Reproduce word for word everything from the start of the material below down to the line containing "top-left (42, 183), bottom-right (298, 323)", including that line.

Begin INPUT MATERIAL

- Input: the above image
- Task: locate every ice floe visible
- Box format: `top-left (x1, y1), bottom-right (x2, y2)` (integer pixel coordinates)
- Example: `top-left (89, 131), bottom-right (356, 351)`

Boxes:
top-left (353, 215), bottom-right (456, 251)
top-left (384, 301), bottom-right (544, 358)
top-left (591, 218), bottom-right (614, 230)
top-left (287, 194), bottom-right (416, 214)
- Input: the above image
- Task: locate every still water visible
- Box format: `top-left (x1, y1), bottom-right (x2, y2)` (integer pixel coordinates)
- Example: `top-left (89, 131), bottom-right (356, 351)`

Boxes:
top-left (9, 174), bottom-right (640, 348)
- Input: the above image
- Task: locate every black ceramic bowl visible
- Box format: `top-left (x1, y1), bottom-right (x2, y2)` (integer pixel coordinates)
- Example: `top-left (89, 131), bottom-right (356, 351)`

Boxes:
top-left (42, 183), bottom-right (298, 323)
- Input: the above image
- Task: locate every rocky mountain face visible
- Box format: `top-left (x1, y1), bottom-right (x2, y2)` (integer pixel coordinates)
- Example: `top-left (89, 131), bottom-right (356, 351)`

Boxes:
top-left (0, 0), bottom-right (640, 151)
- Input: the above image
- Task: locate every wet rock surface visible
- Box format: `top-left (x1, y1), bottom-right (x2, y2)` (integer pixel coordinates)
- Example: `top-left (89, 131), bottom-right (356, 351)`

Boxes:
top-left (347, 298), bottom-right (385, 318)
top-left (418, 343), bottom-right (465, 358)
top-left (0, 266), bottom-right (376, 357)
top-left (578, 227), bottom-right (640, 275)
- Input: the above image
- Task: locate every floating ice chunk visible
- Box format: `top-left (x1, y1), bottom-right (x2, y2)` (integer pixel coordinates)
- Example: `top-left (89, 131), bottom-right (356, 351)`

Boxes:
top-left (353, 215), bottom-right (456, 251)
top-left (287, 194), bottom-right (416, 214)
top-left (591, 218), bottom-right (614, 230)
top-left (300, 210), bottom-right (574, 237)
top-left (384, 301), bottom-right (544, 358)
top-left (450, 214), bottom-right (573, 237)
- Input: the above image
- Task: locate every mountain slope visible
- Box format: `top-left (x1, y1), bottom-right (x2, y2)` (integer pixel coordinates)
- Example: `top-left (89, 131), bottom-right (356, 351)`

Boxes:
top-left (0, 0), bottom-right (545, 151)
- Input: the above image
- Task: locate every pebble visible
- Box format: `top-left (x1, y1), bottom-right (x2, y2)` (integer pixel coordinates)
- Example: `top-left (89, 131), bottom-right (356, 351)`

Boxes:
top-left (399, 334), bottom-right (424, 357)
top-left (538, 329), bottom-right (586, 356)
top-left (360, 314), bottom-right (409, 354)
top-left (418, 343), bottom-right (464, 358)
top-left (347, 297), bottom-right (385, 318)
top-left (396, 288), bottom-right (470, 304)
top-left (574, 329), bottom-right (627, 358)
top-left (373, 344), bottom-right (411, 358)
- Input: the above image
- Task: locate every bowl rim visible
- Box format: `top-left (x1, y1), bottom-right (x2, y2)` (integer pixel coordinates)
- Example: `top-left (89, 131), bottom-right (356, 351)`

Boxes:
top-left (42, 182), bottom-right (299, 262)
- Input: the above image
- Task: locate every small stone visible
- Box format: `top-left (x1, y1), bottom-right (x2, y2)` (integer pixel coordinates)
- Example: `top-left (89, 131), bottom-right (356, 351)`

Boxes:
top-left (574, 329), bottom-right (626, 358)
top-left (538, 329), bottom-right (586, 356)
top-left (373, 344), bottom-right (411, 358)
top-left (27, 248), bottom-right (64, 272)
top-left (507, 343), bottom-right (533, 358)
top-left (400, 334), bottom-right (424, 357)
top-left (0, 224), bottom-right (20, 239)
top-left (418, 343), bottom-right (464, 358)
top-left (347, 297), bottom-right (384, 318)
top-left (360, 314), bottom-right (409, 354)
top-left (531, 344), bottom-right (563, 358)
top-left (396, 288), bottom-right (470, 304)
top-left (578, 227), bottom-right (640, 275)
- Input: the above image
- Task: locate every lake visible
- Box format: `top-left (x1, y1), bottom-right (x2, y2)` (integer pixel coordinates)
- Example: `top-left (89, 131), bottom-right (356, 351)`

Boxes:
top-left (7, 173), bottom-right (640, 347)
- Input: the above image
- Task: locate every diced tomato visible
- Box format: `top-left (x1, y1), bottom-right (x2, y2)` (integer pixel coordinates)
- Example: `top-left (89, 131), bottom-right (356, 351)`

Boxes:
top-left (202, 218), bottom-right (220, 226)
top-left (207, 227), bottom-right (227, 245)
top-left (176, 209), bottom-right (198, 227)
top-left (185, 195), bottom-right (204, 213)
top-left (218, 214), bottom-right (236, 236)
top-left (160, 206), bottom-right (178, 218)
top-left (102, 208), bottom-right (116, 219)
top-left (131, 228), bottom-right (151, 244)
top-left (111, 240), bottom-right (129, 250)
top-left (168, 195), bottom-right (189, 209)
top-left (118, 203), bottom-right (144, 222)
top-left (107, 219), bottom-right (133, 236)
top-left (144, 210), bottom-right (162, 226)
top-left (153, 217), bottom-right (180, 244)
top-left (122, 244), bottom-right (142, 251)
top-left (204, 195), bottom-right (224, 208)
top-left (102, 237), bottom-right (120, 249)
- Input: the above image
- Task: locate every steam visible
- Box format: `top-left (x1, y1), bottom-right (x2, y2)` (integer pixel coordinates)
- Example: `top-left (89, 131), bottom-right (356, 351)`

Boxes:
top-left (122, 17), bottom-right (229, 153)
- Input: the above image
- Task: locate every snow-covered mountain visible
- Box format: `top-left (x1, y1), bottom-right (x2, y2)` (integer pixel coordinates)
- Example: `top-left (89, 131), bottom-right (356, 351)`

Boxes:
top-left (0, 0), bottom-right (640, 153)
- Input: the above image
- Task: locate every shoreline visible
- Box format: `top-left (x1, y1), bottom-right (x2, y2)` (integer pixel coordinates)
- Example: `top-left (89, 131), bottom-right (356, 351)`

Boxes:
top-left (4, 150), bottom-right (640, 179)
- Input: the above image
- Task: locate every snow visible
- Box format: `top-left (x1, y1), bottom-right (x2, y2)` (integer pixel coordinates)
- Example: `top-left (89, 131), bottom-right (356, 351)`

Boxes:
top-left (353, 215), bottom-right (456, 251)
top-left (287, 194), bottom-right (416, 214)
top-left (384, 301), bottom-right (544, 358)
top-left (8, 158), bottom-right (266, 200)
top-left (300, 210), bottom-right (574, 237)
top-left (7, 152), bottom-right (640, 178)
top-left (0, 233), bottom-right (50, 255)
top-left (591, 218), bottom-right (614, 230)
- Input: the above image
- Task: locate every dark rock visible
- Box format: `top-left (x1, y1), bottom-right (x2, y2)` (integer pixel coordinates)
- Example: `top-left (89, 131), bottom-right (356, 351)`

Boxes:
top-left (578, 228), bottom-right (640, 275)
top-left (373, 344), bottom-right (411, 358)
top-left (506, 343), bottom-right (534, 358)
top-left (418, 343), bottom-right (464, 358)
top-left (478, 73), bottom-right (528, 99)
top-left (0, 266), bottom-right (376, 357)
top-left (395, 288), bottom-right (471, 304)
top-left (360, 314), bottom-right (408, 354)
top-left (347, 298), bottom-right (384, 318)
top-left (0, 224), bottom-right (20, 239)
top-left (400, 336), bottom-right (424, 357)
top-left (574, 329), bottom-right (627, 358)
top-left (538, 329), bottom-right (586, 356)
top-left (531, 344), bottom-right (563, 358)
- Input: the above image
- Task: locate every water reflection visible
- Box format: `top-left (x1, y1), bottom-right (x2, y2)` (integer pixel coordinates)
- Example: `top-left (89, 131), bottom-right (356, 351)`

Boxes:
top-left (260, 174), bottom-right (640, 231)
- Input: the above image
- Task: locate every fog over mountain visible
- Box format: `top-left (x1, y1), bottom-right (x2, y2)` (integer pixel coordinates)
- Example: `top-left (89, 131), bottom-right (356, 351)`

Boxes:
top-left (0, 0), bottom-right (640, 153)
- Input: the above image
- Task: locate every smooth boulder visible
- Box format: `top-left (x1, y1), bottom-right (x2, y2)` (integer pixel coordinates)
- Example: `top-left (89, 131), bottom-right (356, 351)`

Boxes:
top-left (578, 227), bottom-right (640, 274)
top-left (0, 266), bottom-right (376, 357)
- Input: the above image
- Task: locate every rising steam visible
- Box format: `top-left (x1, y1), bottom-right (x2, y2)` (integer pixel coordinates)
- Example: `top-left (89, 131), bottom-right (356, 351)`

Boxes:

End INPUT MATERIAL

WORKED ANSWER -
- Input: the above image
- Task: locate every ice floe visible
- Box format: `top-left (x1, y1), bottom-right (x2, y2)` (integer pixel coordinates)
- Example: `top-left (89, 131), bottom-right (356, 351)`

Boxes:
top-left (353, 215), bottom-right (456, 251)
top-left (384, 301), bottom-right (544, 358)
top-left (591, 218), bottom-right (614, 230)
top-left (287, 194), bottom-right (416, 214)
- Input: the above image
- Task: locate every still water visible
- Box format: `top-left (x1, y1), bottom-right (x2, y2)` (integer pixel coordinates)
- Example: `top-left (89, 131), bottom-right (356, 351)`

Boxes:
top-left (9, 174), bottom-right (640, 348)
- Input: the above image
- Task: locate every black ceramic bowl visible
- Box format: `top-left (x1, y1), bottom-right (x2, y2)` (integer pixel coordinates)
- Example: `top-left (89, 131), bottom-right (356, 351)`

Boxes:
top-left (42, 183), bottom-right (298, 323)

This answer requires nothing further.